__Exercise goal__
Count the lines in the items below that contain the string "dark", matching case exactly, and give only that number.

__A run of records__

┄┄┄┄┄┄

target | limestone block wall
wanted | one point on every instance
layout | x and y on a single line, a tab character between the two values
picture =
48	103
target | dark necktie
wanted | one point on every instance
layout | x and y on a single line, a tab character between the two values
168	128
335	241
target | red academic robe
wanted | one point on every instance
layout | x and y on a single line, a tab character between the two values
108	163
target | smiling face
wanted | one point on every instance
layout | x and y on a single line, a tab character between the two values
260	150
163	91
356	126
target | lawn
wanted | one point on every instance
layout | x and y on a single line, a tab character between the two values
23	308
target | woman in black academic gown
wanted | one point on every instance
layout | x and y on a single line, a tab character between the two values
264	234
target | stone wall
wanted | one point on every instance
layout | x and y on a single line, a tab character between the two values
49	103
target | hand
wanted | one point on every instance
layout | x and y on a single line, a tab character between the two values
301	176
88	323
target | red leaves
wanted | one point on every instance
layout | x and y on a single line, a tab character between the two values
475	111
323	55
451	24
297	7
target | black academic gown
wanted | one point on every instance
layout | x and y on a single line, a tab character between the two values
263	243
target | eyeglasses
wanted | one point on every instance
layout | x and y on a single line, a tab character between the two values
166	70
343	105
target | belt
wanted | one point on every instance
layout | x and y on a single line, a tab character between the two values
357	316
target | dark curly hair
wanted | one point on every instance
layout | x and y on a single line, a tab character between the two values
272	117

┄┄┄┄┄┄

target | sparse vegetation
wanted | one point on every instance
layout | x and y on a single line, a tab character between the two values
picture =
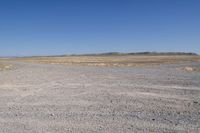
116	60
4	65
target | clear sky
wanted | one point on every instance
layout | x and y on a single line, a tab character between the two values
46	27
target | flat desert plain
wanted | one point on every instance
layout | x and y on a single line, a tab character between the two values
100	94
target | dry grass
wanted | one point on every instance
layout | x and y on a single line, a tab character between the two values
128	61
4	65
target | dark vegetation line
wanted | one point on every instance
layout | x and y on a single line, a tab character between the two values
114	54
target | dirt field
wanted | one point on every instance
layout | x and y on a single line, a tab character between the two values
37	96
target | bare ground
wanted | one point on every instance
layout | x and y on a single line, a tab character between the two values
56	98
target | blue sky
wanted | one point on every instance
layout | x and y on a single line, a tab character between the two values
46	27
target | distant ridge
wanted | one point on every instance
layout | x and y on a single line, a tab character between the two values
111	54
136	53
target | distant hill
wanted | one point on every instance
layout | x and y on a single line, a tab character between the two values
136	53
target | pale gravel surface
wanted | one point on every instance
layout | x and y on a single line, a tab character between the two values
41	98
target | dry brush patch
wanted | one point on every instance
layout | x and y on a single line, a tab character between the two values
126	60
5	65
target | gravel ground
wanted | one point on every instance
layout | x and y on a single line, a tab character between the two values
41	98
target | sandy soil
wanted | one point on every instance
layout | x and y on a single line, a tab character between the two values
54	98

┄┄┄┄┄┄

__Output of the task__
3